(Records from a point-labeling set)

[Start]

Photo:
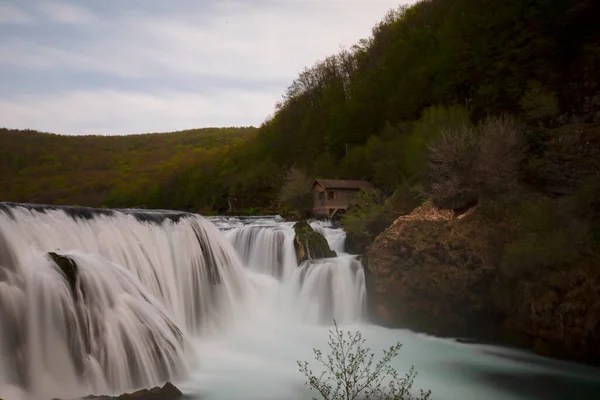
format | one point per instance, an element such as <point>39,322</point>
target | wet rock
<point>438,272</point>
<point>309,244</point>
<point>167,392</point>
<point>69,268</point>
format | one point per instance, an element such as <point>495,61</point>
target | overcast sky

[End]

▶ [STATED PROBLEM]
Output every line of the records above word for word, leaving out the pictures.

▶ [ANSWER FOR THE TASK]
Photo:
format | one point per instance, an element such as <point>39,322</point>
target | wet rock
<point>438,272</point>
<point>309,244</point>
<point>167,392</point>
<point>69,268</point>
format | one point per instance, an element such as <point>495,61</point>
target | overcast sky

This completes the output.